Items listed in a dataset
§

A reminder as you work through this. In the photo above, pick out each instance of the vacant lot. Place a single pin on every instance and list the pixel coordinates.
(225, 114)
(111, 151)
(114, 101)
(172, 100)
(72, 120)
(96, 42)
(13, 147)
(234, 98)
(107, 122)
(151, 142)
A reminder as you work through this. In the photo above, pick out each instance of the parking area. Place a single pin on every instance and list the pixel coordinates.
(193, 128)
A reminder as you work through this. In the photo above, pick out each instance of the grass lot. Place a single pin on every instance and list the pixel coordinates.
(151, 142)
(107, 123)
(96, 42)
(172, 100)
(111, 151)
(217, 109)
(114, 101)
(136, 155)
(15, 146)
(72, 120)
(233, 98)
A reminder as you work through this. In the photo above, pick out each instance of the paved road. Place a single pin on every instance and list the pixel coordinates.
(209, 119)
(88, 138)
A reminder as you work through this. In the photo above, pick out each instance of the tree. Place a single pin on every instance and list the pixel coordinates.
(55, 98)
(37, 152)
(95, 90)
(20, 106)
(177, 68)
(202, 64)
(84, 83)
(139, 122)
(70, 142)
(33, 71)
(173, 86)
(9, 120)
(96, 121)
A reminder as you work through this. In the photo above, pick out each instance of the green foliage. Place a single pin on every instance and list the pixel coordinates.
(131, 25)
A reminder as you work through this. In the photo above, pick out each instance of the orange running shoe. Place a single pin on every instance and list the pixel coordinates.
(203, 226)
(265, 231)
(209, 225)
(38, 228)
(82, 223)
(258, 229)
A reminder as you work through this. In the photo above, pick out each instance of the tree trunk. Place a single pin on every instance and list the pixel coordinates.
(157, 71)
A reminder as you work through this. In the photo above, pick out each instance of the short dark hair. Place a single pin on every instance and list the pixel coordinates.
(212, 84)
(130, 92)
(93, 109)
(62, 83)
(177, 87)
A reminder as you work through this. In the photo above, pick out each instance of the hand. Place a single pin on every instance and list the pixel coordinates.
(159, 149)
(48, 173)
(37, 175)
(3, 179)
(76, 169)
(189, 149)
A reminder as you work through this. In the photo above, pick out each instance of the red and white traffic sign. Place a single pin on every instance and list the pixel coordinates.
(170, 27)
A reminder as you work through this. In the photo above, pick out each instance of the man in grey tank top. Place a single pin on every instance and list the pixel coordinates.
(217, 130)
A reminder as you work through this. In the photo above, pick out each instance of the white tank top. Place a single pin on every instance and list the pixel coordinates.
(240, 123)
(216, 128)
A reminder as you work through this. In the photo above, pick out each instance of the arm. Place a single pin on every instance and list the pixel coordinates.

§

▸ WHAT IS REQUIRED:
Reproduce every entry above word for word, leaving nothing out and changing nothing.

▸ EXPECTED ANSWER:
A reminder as you work through this. In the photo above, pick out each instance of the vacant lot. Place a single pin on every instance and list the pixel coordinates.
(225, 114)
(111, 151)
(114, 101)
(172, 100)
(72, 120)
(96, 42)
(13, 147)
(234, 98)
(107, 122)
(151, 142)
A reminder as you work through this. In the photo above, pick out each instance of the parking area. Place a single pin on every instance and list the pixel coordinates.
(193, 128)
A reminder as you work through this. In the photo above, pick out each instance of the grass lot. Place a single pin on every instance and list the pixel coordinates.
(151, 142)
(107, 123)
(96, 42)
(172, 100)
(111, 151)
(217, 109)
(114, 101)
(136, 155)
(15, 146)
(72, 120)
(233, 98)
A reminder as you work through this. In the photo above, pick out each instance of the paved road. Place a single pin on every instance and list the pixel coordinates.
(209, 119)
(88, 138)
A reminder as you work through this. In the photo above, pick out each instance of the tree. Place a single pin on every instance and list the pixel coordinates.
(55, 98)
(37, 152)
(95, 90)
(20, 106)
(177, 68)
(202, 64)
(84, 83)
(139, 122)
(70, 142)
(33, 71)
(173, 86)
(9, 120)
(96, 121)
A reminder as you work through this. In the photo above, pick out each instance of the green foliage. Place a single pin on every instance and list the pixel coordinates.
(131, 25)
A reminder as you work through this. In the photo above, pick out each instance of the orange running shoe. Place a single pin on every instance and list the pixel coordinates.
(203, 226)
(265, 231)
(209, 225)
(38, 228)
(82, 223)
(258, 229)
A reminder as you work through this. In the photo above, pick out each instance of the tree trunk. Place a single pin on every instance and list the pixel coordinates.
(157, 71)
A reminder as you work through this. In the photo above, pick out each instance of the short dark hair. Place a single pin on every instance and list the pixel coordinates.
(212, 84)
(130, 92)
(93, 109)
(62, 83)
(177, 87)
A reminder as you work through this. In the photo above, pick out each instance of the hand. Place a single pin on every instance and list the pixel coordinates.
(159, 149)
(48, 173)
(37, 175)
(3, 179)
(76, 169)
(189, 149)
A reminder as you work through this. In the photo above, pick out each instance of the red and white traffic sign. Place a single pin on every instance and list the pixel coordinates.
(170, 27)
A reminder as you work through this. In the photo above, pick out each instance of the man in grey tank top. Place a single pin on every instance and list the pixel coordinates.
(217, 130)
A reminder as you work through this. In the photo above, pick out each instance of the white tank top. Place a single pin on every instance and list the pixel coordinates.
(240, 123)
(216, 128)
A reminder as you work through this. In the photo above, pick out each instance of the arm. Place a single pin on every instance and list the pixel coordinates.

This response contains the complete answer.